- To do -
Rewrite the mailing-list post's passage between "On Fri, Sep" and "process. Makes sense.", inclusive, putting "operating system" wherever "kernel" appears.

Re: Timeout failure in 019_replslot_limit.pl

From: Noah Misch <noah(at)leadboat(dot)com>
To: Alvaro Herrera <alvherre(at)alvh(dot)no-ip(dot)org>
Cc: Kyotaro Horiguchi <horikyota(dot)ntt(at)gmail(dot)com>, michael(at)paquier(dot)xyz, tgl(at)sss(dot)pgh(dot)pa(dot)us, pgsql-hackers(at)lists(dot)postgresql(dot)org
Subject: Re: Timeout failure in 019_replslot_limit.pl
Date: 2021-09-18 03:41:00
Message-ID: 20210918034100.GA2913772@rfd.leadboat.com
Views: Raw Message | Whole Thread | Download mbox | Resend email
Thread:
Lists: pgsql-hackers

On Fri, Sep 17, 2021 at 06:59:24PM -0300, Alvaro Herrera wrote:
> On 2021-Sep-07, Kyotaro Horiguchi wrote:
> > It seems like the "kill 'STOP'" in the script didn't suspend the
> > processes before advancing WAL. The attached uses 'ps' command to
> > check that since I didn't come up with the way to do the same in Perl.
>
> Ah! so we tell the kernel to send the signal, but there's no guarantee
> about the timing for the reaction from the other process. Makes sense.

Agreed.

> Your proposal is to examine the other process' state until we see that
> it gets the T flag. I wonder how portable this is; I suspect not very.

- Available data -
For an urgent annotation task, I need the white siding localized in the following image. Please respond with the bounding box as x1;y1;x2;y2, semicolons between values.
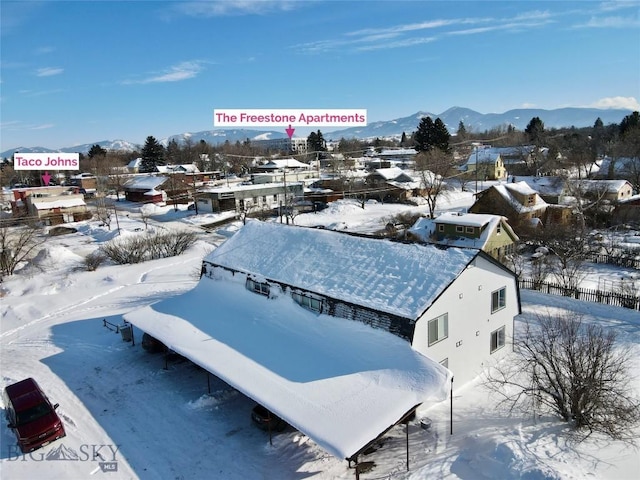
413;257;519;387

- Correct response -
On Fri, Sep 17, 2021 at 06:59:24PM -0300, Alvaro Herrera wrote:
> On 2021-Sep-07, Kyotaro Horiguchi wrote:
> > It seems like the "kill 'STOP'" in the script didn't suspend the
> > processes before advancing WAL. The attached uses 'ps' command to
> > check that since I didn't come up with the way to do the same in Perl.
>
> Ah! so we tell the operating system to send the signal, but there's no guarantee
> about the timing for the reaction from the other process. Makes sense.